◆ **Point-per-instance localization data**
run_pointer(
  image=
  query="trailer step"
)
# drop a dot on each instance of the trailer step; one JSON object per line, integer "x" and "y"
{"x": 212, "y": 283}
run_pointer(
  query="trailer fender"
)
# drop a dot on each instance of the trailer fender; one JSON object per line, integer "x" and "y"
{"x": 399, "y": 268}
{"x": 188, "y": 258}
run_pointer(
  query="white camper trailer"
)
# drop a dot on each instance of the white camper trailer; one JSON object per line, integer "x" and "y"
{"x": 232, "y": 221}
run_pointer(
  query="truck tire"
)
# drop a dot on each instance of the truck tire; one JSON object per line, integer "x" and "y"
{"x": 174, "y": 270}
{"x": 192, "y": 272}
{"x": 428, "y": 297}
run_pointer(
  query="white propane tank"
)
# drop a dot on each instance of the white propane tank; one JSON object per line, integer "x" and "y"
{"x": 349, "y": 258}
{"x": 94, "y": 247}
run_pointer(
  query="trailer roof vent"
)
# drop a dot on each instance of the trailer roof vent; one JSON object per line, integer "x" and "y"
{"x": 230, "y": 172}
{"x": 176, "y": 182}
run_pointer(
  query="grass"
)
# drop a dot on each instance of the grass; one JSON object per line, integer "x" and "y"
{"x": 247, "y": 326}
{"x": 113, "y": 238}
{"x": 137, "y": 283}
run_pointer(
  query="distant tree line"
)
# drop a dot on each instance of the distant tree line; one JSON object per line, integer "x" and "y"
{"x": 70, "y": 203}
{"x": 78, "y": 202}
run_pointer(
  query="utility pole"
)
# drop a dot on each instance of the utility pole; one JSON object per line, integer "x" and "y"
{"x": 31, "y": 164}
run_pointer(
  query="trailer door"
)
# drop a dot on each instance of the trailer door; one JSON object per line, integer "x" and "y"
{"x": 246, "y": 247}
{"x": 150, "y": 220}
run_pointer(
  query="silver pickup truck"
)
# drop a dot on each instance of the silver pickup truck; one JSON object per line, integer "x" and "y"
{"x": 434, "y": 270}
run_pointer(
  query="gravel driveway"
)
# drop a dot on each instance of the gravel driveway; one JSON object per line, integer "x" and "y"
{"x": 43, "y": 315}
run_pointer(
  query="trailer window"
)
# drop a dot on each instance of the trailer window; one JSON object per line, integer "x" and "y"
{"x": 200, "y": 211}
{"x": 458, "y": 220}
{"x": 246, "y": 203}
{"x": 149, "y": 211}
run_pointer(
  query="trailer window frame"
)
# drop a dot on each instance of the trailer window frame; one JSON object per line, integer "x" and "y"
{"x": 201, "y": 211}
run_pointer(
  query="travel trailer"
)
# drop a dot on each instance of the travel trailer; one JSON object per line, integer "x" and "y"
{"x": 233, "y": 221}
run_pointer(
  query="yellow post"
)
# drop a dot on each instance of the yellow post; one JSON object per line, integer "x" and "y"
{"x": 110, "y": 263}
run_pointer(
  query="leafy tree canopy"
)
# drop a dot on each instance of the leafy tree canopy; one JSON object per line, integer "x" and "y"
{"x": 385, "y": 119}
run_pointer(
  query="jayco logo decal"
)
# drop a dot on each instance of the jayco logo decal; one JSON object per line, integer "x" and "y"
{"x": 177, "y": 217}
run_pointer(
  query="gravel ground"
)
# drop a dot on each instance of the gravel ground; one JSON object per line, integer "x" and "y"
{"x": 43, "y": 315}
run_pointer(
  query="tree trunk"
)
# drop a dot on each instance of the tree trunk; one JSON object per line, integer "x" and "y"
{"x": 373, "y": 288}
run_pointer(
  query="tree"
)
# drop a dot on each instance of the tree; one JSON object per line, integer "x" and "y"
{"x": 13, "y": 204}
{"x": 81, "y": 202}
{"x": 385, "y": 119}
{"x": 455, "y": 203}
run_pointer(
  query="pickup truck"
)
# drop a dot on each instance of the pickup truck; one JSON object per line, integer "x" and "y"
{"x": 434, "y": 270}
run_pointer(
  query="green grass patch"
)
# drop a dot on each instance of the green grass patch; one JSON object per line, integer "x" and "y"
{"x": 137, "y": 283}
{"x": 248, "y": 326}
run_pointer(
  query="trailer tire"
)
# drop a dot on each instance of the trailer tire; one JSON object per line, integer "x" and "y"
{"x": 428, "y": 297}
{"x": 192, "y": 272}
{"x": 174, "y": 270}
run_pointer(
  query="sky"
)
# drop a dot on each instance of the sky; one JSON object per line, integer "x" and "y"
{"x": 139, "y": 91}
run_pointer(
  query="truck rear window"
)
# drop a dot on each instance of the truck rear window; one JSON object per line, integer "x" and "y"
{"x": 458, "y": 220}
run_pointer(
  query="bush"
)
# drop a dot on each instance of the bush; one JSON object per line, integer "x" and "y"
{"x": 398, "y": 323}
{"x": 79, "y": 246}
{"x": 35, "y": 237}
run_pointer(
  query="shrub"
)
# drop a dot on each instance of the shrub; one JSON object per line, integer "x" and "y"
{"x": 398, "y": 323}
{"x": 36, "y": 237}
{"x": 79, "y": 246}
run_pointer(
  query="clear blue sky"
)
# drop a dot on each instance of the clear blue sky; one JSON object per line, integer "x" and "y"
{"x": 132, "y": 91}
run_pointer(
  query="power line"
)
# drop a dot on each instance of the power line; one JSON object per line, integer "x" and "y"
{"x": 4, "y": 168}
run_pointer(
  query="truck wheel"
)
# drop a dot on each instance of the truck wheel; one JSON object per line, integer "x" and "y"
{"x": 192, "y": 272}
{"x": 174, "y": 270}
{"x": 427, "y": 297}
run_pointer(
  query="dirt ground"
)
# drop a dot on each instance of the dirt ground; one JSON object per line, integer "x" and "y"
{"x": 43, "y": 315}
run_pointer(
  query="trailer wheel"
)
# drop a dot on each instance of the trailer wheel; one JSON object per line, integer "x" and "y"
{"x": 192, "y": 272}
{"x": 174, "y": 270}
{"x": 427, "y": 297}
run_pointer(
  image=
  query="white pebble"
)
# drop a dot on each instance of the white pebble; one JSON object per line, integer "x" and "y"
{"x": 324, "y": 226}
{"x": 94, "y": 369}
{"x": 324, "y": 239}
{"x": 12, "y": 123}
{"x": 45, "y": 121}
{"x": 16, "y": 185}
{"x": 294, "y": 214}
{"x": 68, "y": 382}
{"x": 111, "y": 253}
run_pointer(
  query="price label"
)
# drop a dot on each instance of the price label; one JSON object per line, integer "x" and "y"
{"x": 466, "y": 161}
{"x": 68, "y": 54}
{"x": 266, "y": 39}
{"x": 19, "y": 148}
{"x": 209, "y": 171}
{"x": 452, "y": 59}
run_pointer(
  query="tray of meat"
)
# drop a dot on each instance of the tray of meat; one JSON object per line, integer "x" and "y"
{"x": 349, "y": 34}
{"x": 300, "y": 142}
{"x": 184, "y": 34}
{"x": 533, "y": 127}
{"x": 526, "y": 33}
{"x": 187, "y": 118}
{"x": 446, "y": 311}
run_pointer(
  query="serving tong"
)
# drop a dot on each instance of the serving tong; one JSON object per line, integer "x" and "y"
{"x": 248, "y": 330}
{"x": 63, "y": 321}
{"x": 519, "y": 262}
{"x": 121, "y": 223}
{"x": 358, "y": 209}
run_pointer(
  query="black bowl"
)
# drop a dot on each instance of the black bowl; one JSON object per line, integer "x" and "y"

◆ **THE PROBLEM**
Please say how many lines in the records above contain the word "bowl", giving the number alone.

◆ **EXERCISE OUTPUT**
2